**WRITTEN TASK**
Report every line of the records below that contains the string "shrub", copying each line in full. Case counts.

**DATA**

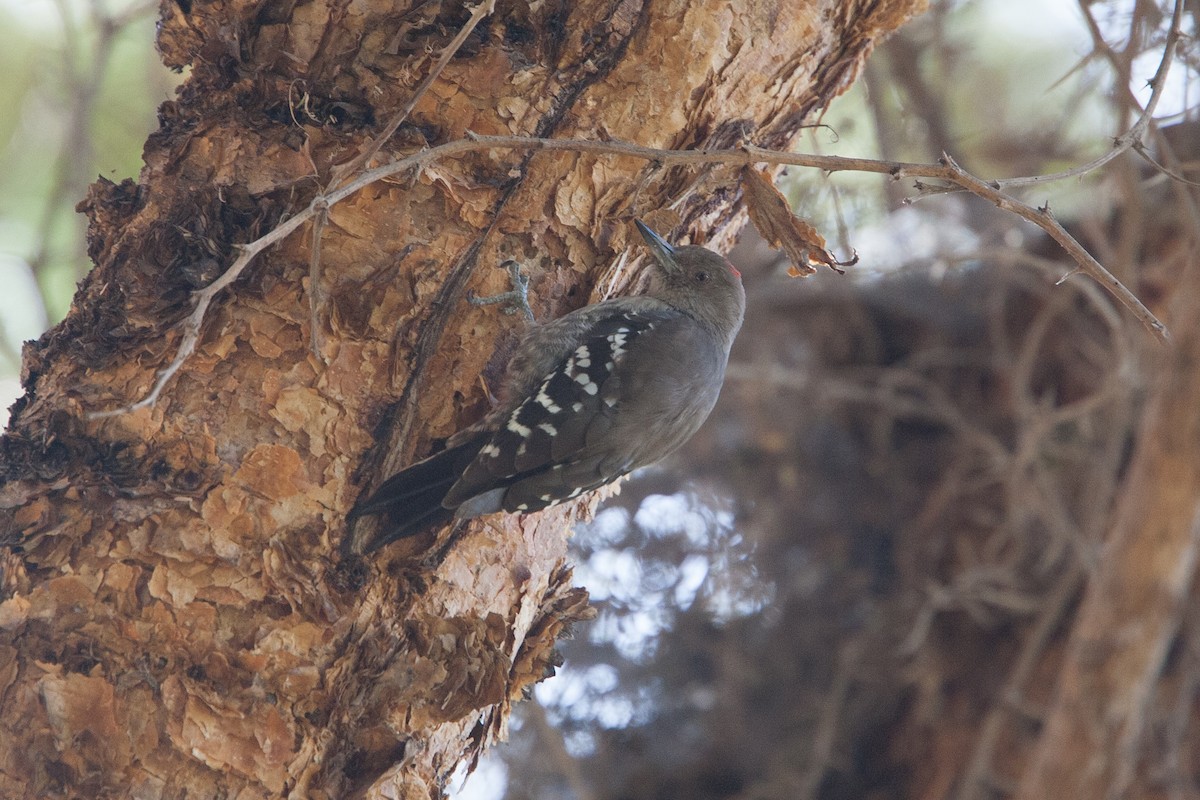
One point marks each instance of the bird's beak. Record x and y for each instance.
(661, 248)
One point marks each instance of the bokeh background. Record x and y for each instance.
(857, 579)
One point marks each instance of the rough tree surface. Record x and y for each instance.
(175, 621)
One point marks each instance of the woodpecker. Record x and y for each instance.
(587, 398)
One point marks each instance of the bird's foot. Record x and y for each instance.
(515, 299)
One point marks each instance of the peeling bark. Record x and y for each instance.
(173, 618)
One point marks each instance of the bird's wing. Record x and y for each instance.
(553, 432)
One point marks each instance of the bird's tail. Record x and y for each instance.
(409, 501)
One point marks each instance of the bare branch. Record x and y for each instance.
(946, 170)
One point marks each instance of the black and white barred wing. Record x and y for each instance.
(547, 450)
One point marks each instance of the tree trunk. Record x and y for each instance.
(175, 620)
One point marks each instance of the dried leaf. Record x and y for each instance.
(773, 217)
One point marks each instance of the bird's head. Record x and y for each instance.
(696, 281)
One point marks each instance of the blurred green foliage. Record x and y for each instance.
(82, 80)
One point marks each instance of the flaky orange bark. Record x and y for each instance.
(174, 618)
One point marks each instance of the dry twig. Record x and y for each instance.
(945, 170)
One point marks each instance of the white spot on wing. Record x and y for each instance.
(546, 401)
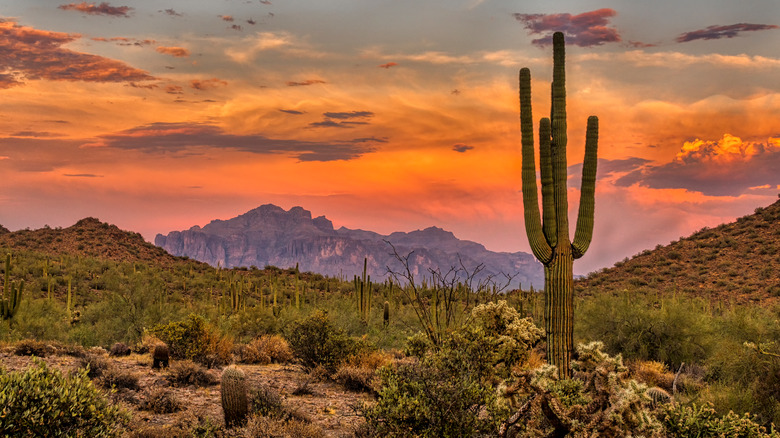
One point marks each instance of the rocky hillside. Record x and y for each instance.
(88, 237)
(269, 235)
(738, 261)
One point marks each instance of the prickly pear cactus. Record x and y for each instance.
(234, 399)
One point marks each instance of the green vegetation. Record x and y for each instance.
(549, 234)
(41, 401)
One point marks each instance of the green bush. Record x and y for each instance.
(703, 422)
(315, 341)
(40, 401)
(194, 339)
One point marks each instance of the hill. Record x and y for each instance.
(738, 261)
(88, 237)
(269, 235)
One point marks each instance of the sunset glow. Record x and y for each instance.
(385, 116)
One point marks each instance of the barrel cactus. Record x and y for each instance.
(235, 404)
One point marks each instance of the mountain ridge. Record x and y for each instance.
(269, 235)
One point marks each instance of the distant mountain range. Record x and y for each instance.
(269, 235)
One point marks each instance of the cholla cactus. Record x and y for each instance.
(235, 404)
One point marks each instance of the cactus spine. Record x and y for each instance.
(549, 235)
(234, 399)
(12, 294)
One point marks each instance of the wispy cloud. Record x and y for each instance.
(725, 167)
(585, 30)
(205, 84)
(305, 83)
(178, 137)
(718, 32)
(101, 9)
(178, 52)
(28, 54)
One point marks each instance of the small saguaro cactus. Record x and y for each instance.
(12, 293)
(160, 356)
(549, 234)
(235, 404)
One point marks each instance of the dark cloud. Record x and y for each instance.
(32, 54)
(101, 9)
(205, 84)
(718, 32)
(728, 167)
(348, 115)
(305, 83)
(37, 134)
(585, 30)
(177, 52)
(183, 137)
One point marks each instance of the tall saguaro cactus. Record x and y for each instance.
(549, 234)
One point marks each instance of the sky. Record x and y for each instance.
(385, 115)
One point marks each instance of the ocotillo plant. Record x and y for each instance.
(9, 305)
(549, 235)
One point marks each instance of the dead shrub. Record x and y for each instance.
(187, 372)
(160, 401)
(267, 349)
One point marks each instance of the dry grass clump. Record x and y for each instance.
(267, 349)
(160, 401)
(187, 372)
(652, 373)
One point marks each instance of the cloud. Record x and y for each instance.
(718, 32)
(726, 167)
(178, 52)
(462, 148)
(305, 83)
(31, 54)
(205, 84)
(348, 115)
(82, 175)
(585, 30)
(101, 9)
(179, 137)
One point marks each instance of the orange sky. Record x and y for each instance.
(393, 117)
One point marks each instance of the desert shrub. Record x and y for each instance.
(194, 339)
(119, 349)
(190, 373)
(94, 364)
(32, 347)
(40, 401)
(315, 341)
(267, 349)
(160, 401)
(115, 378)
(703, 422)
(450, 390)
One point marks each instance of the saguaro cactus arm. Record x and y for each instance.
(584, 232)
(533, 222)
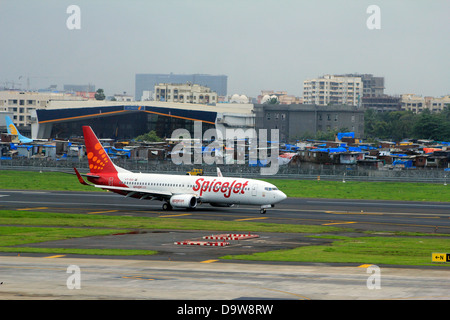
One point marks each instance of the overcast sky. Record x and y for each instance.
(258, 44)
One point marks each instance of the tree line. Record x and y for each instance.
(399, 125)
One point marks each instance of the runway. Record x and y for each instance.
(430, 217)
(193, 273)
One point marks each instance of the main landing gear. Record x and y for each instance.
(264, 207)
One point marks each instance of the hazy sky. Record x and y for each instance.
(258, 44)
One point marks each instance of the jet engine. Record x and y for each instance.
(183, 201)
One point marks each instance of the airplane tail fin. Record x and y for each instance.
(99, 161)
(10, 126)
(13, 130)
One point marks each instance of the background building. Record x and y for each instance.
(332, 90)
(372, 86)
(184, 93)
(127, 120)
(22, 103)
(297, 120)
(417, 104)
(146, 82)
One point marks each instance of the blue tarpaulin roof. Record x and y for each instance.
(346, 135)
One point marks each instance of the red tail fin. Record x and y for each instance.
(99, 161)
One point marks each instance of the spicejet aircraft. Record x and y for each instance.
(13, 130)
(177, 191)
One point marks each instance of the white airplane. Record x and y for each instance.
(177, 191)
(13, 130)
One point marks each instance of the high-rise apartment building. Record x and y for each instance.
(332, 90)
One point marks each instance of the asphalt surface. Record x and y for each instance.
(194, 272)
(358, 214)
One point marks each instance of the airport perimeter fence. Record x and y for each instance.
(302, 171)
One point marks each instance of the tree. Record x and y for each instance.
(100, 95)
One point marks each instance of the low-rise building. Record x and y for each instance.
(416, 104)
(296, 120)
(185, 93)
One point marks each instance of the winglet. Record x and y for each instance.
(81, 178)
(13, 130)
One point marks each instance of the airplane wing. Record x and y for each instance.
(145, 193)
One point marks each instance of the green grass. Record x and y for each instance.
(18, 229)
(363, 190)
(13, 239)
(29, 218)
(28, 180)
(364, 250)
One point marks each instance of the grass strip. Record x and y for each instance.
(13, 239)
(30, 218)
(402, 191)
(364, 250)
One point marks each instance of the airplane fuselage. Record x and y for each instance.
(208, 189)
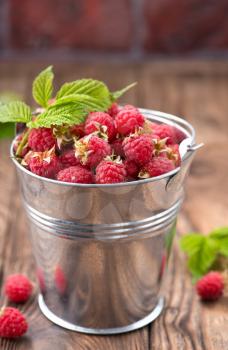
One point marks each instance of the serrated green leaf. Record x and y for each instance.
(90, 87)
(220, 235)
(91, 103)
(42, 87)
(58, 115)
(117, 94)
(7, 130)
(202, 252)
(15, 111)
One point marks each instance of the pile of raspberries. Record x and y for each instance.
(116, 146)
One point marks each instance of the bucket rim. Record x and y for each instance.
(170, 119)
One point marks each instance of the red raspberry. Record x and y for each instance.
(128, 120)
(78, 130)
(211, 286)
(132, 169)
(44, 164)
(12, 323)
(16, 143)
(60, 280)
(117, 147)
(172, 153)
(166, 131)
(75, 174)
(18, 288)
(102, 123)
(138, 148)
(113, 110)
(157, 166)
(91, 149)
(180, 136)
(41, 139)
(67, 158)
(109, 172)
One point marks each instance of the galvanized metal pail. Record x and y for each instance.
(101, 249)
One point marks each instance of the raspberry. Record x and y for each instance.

* * *

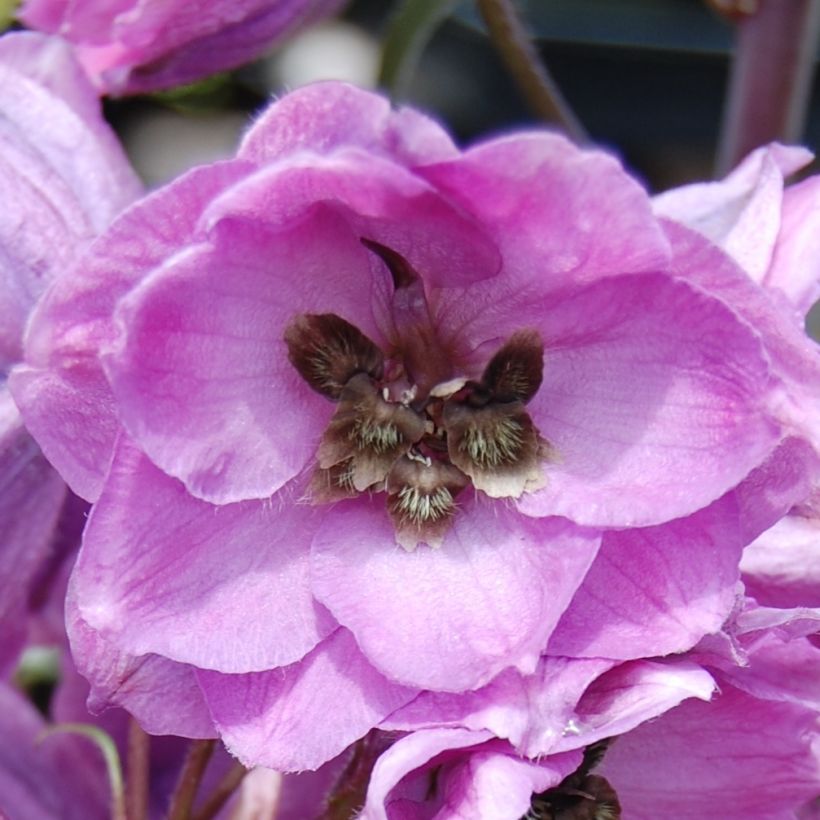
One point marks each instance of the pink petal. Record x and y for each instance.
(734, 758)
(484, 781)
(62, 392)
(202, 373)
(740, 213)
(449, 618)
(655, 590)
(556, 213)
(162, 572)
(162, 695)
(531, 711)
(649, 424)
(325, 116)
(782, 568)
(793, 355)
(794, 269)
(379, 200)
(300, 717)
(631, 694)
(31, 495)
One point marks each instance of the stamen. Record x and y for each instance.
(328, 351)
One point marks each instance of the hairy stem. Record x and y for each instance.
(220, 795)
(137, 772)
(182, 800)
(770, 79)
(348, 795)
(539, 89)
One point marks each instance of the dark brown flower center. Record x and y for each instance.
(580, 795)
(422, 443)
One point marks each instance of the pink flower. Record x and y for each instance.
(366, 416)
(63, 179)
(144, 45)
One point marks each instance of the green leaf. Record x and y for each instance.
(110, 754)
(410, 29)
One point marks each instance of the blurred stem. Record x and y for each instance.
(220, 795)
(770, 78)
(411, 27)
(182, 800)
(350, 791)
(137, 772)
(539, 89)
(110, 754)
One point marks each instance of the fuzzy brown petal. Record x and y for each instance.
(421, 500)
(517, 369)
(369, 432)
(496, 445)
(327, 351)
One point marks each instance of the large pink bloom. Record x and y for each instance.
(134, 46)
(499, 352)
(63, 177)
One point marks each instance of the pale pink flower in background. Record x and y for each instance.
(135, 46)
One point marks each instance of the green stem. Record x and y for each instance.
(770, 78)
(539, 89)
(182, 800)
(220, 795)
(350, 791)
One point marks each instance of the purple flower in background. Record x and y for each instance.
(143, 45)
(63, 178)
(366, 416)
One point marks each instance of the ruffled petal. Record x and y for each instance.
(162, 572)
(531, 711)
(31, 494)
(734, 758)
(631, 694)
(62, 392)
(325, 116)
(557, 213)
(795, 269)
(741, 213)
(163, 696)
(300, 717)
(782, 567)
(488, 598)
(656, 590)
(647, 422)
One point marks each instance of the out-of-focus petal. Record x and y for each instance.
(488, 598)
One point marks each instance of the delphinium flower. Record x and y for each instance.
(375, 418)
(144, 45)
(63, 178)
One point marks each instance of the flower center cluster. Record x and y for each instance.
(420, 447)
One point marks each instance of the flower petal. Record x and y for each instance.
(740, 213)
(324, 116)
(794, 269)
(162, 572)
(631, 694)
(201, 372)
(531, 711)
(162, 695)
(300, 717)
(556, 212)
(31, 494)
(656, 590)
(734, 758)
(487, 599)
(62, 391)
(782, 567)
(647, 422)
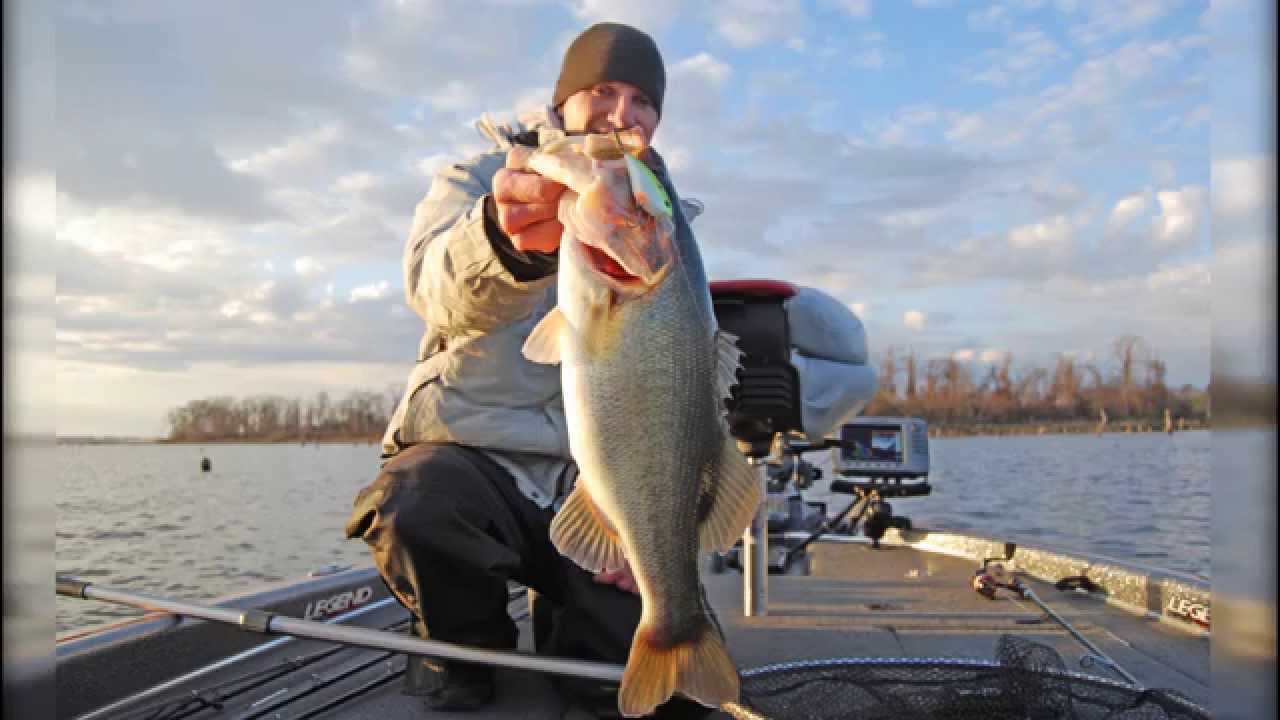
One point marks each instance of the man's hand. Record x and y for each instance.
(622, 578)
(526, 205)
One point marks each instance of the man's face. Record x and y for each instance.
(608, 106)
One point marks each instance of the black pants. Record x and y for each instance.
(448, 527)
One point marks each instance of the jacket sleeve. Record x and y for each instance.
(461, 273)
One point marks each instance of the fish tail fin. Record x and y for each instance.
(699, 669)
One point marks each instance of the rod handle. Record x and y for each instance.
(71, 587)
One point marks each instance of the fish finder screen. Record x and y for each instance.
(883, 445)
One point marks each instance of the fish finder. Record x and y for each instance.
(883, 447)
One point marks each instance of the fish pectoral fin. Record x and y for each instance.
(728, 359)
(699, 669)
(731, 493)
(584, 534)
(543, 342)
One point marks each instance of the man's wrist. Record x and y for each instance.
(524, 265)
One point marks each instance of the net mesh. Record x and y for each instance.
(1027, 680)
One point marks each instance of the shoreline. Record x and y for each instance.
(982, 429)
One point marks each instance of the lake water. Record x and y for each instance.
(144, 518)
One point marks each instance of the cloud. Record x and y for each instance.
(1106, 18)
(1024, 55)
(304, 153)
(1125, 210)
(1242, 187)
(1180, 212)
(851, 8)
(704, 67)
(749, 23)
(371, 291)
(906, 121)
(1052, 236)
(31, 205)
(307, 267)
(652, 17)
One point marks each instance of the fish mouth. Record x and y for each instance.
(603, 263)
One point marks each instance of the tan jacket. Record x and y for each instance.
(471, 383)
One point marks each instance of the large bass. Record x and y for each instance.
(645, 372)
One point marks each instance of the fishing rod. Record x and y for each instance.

* * *

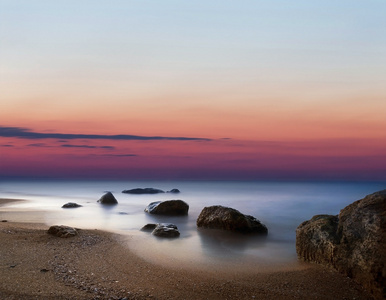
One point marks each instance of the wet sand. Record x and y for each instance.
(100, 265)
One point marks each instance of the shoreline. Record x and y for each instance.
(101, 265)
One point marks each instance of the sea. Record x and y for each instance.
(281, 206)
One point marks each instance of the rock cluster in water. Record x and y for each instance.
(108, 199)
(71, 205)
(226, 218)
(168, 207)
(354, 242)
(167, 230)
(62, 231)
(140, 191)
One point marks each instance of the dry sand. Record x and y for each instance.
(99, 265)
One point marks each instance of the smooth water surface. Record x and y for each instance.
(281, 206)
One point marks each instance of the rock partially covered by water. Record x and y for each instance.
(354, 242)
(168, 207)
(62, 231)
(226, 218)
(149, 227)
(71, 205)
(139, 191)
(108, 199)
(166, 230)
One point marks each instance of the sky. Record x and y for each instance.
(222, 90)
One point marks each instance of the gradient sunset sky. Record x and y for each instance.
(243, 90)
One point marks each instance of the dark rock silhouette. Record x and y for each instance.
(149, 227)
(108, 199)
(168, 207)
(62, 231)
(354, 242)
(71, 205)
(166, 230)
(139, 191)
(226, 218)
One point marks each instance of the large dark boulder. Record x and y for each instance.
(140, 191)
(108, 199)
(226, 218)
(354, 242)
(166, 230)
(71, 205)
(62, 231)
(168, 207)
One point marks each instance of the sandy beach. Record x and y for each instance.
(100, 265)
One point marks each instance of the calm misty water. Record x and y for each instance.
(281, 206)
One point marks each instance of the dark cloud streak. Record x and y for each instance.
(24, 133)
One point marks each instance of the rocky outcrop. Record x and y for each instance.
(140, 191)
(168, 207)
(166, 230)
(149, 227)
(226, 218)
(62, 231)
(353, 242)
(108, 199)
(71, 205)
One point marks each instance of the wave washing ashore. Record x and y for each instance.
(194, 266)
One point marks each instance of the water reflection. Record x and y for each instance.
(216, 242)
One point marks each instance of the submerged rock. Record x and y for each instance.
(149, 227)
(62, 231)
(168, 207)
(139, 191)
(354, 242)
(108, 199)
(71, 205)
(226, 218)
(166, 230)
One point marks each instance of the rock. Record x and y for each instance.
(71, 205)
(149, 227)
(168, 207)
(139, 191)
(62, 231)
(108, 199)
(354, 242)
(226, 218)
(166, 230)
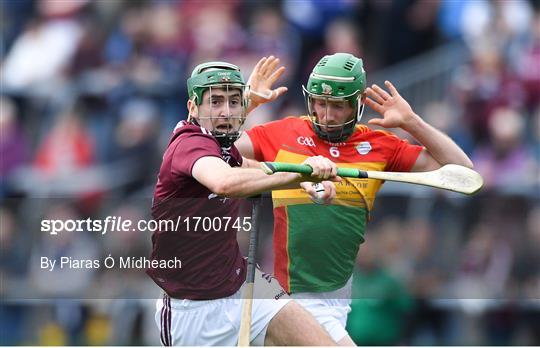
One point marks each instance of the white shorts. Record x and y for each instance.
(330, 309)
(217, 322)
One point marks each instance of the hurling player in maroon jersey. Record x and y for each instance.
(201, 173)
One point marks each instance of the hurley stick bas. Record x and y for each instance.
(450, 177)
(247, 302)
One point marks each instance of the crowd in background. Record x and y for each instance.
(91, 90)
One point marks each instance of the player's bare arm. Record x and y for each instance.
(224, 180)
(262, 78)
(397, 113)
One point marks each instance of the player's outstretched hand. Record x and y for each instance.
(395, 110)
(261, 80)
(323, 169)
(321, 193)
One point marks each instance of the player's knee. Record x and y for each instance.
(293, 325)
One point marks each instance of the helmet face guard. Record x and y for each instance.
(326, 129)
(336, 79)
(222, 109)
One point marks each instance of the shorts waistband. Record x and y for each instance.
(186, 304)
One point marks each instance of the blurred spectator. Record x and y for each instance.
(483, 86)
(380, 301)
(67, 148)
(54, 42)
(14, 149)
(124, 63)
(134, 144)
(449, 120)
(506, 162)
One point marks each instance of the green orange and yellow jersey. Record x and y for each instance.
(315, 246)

**WRITTEN ANSWER**
One point marks each instance of the dead shrub. Record x and y for each instance.
One point marks each instance of the desert shrub. Record x and y for each instance.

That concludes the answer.